*CONSEGNA 1*
Elenca tutte le persone che nel testo estratto compaiono con nome e cognome.

*TESTO ESTRATTO*
▼▼▼
Al timone della barca di Pietro, nella tempesta

Sandro Magister
http://chiesa.espresso.repubblica.it/ 12 giugno 2012

A Benedetto XVI rimproverano la debolezza di comando. Ma non è così. Tutti i grandi conflitti di questo pontificato sono nati da sue decisioni di governo. Forti e controcorrente. I retroscena della cacciata di Ettore Gotti Tedeschi dallo IOR

È grande il disordine sotto il cielo, in una curia vaticana dilaniata dai conflitti. Il conflitto più esplosivo è oggi combattuto nel campo della finanza. Combattuto senza carità né verità, a dispetto del titolo dell’enciclica di Benedetto XVI, la “Caritas in veritate”. Questo conflitto ha stupito il mondo per l’inaudita brutalità con cui il 24 maggio Ettore Gotti Tedeschi è stato estromesso dalla carica di presidente e membro dell’Istituto per le Opere di Religione, la banca vaticana. Ma il carattere ancor più stupefacente di questo e di altri scontri in atto oggi nella curia e nella Chiesa è che Benedetto XVI ne è l’origine prima. Non per una sua debolezza di comando, come universalmente si sostiene, sbagliando. Ma al contrario: per chiari e forti atti di governo da lui compiuti. Con un’audacia consapevole delle opposizioni che suscita.

Finanze vaticane. Il “mandato” del papa

Le vere ragioni, infatti, per le quali il consiglio di sovrintendenza dello IOR ha estromesso Gotti Tedeschi non sono quelle elencate nell’atto di sfiducia. Sono tutt’altre. Sono le stesse che già nel dicembre di due anni fa avevano provocato il primo serio scontro tra il presidente dello IOR e il segretario di Stato Tarcisio Bertone.

Nel dicembre del 2010 erano pronte per essere promulgate in Vaticano nuove norme che avrebbero aperto la strada all’ammissione della Santa Sede nella “white list” degli Stati europei con i più alti standard di trasparenza finanziaria, e quindi di contrasto al riciclaggio di denari illeciti.

Per redigere queste norme e in particolare la legge poi contrassegnata con il numero 127, Gotti Tedeschi e il cardinale Attilio Nicora, all’epoca presidente dell’Amministrazione del Patrimonio della Sede Apostolica – un organismo vaticano che svolge anch’esso funzioni bancarie –, avevano chiamato i due più autorevoli esperti italiani in materia, Marcello Condemi e Francesco De Pasquale.
▲▲▲
*RECORD*
▼▼▼
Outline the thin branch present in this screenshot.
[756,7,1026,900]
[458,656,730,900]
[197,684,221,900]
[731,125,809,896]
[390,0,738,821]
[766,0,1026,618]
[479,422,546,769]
▲▲▲
▼▼▼
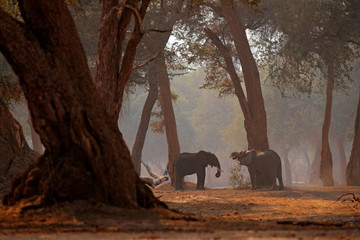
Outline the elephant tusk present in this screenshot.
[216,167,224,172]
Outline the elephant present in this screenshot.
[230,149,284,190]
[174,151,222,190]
▲▲▲
*CONSEGNA 2*
Modifica i record dalla riga che contiene "Outline the elephant present" fino alla riga che contiene "[174,151,222,190]", quest'ultima inclusa: sostituisci "elephant" con "animal" e lascia invariato tutto il resto. Riporta soltanto queste righe.

*RISPOSTA 1*
Sandro Magister, Ettore Gotti Tedeschi, Tarcisio Bertone, Attilio Nicora, Marcello Condemi, Francesco De Pasquale

*RISPOSTA 2*
Outline the animal present in this screenshot.
[230,149,284,190]
[174,151,222,190]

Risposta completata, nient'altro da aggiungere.